- _INSTRUCTIONS FOR THE TASK_: Copy out every line of the material below word for word, with nothing changed.

- _DATASET ROWS_:
====
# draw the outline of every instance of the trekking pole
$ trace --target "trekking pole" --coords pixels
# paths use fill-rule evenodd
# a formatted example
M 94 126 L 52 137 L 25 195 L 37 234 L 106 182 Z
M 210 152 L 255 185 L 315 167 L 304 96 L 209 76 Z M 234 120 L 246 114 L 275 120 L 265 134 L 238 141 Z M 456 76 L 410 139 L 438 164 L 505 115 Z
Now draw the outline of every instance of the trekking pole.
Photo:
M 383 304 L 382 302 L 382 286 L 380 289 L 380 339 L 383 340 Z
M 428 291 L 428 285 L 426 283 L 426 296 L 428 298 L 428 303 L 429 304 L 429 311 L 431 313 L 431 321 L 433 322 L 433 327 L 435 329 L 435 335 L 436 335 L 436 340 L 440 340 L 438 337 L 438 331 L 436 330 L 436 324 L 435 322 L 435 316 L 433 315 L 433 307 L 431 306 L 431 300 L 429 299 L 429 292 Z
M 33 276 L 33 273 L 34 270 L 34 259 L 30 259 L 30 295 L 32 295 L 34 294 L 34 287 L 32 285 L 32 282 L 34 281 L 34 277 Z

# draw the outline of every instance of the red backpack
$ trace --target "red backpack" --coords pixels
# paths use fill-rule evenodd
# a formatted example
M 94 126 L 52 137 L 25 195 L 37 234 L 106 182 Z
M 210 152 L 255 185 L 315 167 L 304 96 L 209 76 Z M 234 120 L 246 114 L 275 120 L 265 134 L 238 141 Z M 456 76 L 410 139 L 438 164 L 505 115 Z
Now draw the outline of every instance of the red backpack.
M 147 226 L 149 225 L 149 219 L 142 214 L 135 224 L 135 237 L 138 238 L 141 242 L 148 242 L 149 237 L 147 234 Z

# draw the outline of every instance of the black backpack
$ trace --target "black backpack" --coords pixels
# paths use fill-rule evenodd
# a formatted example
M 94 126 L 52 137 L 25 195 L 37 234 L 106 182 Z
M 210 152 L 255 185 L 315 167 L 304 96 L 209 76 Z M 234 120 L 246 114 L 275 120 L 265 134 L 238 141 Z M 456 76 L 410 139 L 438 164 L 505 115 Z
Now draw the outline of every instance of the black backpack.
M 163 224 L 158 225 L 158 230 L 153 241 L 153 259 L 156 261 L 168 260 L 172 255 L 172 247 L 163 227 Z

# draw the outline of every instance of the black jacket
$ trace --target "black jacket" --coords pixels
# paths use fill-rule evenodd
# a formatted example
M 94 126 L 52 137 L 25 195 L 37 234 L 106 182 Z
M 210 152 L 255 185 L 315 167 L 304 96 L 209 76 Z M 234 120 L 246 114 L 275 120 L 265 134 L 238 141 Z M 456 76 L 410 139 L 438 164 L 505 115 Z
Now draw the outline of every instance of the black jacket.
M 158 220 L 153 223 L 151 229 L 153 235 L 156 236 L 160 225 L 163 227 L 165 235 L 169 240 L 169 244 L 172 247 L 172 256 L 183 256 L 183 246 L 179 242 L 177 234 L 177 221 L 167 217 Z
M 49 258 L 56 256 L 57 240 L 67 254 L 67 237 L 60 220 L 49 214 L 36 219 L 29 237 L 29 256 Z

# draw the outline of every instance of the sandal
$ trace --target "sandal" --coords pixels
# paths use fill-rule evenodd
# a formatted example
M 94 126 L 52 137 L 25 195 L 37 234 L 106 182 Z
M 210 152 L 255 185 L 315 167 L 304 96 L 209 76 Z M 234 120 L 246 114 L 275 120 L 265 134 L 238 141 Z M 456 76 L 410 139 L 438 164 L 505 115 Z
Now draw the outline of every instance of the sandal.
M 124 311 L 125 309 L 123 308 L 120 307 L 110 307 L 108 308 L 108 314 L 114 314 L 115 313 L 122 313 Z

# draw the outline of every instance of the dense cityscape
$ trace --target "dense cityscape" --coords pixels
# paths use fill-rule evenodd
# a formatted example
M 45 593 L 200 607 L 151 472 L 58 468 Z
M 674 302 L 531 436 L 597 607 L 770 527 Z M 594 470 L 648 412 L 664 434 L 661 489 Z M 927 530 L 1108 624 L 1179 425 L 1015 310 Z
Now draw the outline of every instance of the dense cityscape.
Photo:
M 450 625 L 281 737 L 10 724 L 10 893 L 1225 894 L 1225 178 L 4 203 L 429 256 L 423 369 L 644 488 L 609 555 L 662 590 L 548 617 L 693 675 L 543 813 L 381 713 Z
====
- _ANSWER FOR THIS EXERCISE_:
# draw the outline of every instance of the trekking pole
$ trace --target "trekking pole" --coords pixels
# paths use fill-rule evenodd
# a formatted example
M 94 126 L 52 137 L 25 195 L 37 234 L 106 182 Z
M 210 152 L 255 185 L 315 167 L 304 96 L 209 76 Z M 234 120 L 246 114 L 275 120 L 265 134 L 238 141 Z M 456 76 L 410 139 L 438 164 L 505 115 Z
Now draw the outline of every instance of the trekking pole.
Photo:
M 383 304 L 382 302 L 382 286 L 380 289 L 380 339 L 383 340 Z
M 428 291 L 428 285 L 426 283 L 426 296 L 428 298 L 428 303 L 429 304 L 429 311 L 431 313 L 431 321 L 433 322 L 433 327 L 435 329 L 435 335 L 436 335 L 436 340 L 440 340 L 438 337 L 438 331 L 436 330 L 436 324 L 435 322 L 435 316 L 433 315 L 433 307 L 431 306 L 431 300 L 429 299 L 429 292 Z
M 33 276 L 33 273 L 34 270 L 34 259 L 30 259 L 30 295 L 32 295 L 34 294 L 34 287 L 32 285 L 32 282 L 34 281 L 34 277 Z

# draw the outline of every instance of the red backpack
$ trace --target "red backpack" --coords pixels
# paths use fill-rule evenodd
# a formatted example
M 94 126 L 52 137 L 25 195 L 37 234 L 106 182 Z
M 210 152 L 255 185 L 315 167 L 304 96 L 209 76 Z M 234 120 L 246 114 L 275 120 L 265 134 L 238 141 Z M 456 76 L 410 139 L 438 164 L 505 115 Z
Now draw the outline of every instance of the red backpack.
M 147 226 L 149 225 L 149 219 L 142 214 L 135 224 L 135 237 L 138 238 L 141 242 L 148 242 L 149 237 L 147 234 Z

# draw the outline of every instance of the black backpack
$ trace --target "black backpack" --coords pixels
# paths use fill-rule evenodd
# a formatted example
M 94 126 L 52 137 L 25 195 L 37 234 L 106 182 Z
M 210 152 L 255 185 L 315 167 L 304 96 L 209 76 Z M 234 120 L 246 114 L 275 120 L 265 134 L 238 141 Z M 456 76 L 410 139 L 438 164 L 505 115 Z
Now draw the outline of every instance of the black backpack.
M 163 224 L 158 225 L 158 230 L 153 241 L 153 259 L 156 261 L 168 260 L 172 255 L 172 247 L 163 227 Z

# draw the outline of every instance of the black jacket
$ trace --target "black jacket" --coords pixels
# paths use fill-rule evenodd
# a formatted example
M 94 126 L 52 137 L 25 195 L 37 234 L 106 182 Z
M 210 152 L 255 185 L 315 167 L 304 96 L 209 76 Z M 234 120 L 246 114 L 275 120 L 265 134 L 238 141 Z M 456 76 L 410 139 L 438 164 L 505 115 Z
Now draw the outline of every instance of the black jacket.
M 158 220 L 153 223 L 151 229 L 153 235 L 156 236 L 160 225 L 163 227 L 165 235 L 169 240 L 169 244 L 172 247 L 172 256 L 183 256 L 183 246 L 179 242 L 177 234 L 177 221 L 167 217 Z
M 49 258 L 56 256 L 57 240 L 67 254 L 67 237 L 60 220 L 49 214 L 36 219 L 29 237 L 29 256 Z

# draw the outline of every instance of the sandal
$ trace --target "sandal" --coords pixels
# paths use fill-rule evenodd
# a formatted example
M 94 126 L 52 137 L 25 195 L 37 234 L 106 182 Z
M 210 152 L 255 185 L 315 167 L 304 96 L 209 76 Z M 234 120 L 246 114 L 275 120 L 265 134 L 238 141 Z M 456 76 L 410 139 L 438 164 L 505 115 Z
Now draw the outline of every instance of the sandal.
M 124 311 L 125 309 L 123 308 L 120 307 L 110 307 L 108 308 L 108 314 L 114 314 L 115 313 L 122 313 Z

# draw the outline of every instance of the dense cityscape
$ trace --target "dense cityscape" --coords pixels
# paths use fill-rule evenodd
# a formatted example
M 45 593 L 200 607 L 151 472 L 58 468 Z
M 674 302 L 531 436 L 597 607 L 770 527 Z M 594 470 L 648 412 L 664 434 L 661 489 Z M 927 530 L 1108 624 L 1179 425 L 1015 310 Z
Now draw the outline of every instance of the dense cityscape.
Photo:
M 450 625 L 281 737 L 10 724 L 10 893 L 1225 894 L 1225 178 L 4 203 L 429 256 L 423 369 L 644 488 L 609 555 L 662 590 L 548 617 L 693 675 L 543 813 L 381 713 Z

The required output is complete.